● **Requirement**:
In the article on cyberattacks against healthcare, how many health delivery organizations did Ponemon's study cover?
Selected extract Block Start
The healthcare sector has been under relentless pressure due to COVID-19 and cyberattacks. Healthcare facilities collect a lot of data, which makes them a lucrative target for cybercriminals. While healthcare facilities witness ransomware attacks, it is not just the health data that is affected.
Who is impacted?
Ransomware attacks on the healthcare sector directly impact the patients. Ponemon conducted a study on 597 health delivery organizations and the statistics below are terrifying.
Around 70% of participants stated that a successful attack led to a longer stay for patients.
The same proportion of respondents stated that these attacks created delays in medical procedures, resulting in unwanted outcomes for patients in need.
According to 65% of the participants, ransomware attacks led to an increase in the number of patients being transferred to other facilities.
More than 35% stated that a ransomware attack increased complications in medical procedures.
A fifth of the respondents witnessed an increase in patient mortality rate.
Most healthcare apps vulnerable to attacks
In its new 2021 Web Application Security for Pharma and Healthcare report, Outpost24 shared that 90% of web apps used by U.S. healthcare providers are vulnerable to cyberattacks.
Eighty-five percent of the top 20 healthcare and pharma apps are critically exposed.
A total of 6,069 web apps are run by U.S. healthcare organizations over 2,197 domains, of which 23.74% are running on vulnerable components.
EU providers run 20,394 apps over 9,216 domains, of which 18.3% are running on vulnerable components.
U.S. organizations scored 40.5 in average risk exposure, while the same for EU organizations was 32.79%.
Some latest attacks on healthcare
True Health New Mexico underwent a breach in which the PII of 62,000 patients was compromised.
New York-based Huntington Hospital notified around 13,000 patients of a breach after one of its employees gained unauthorized access to medical data.
Utah Imaging Associates underwent a security breach and the attackers stole the sensitive data of 583,643 patients.
The bottom line
Healthcare authorities should recognize operational vulnerabilities and build a plan to address weaknesses in their digital infrastructure. As threat actors are running rampant, it is not only the medical data that is at risk. In some cases, even patients have allegedly lost their lives owing to ransomware attacks. The healthcare sector needs to be proactive and implement proper ransomware protection measures at the earliest.
Selected extract Block End
Dataset Block Start
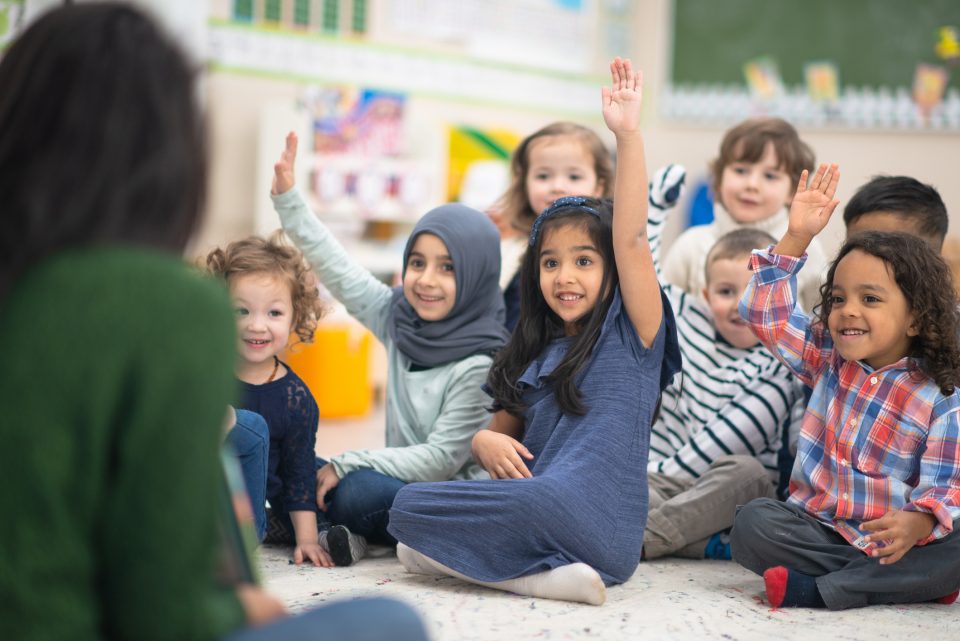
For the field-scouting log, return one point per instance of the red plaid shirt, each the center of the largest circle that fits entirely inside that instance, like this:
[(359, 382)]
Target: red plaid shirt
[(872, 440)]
Dataset Block End
Dataset Block Start
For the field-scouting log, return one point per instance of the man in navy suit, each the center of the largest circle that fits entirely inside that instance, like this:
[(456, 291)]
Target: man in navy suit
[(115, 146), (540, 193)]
Dataset Block End
● **Response to this exercise**:
597 health delivery organizations.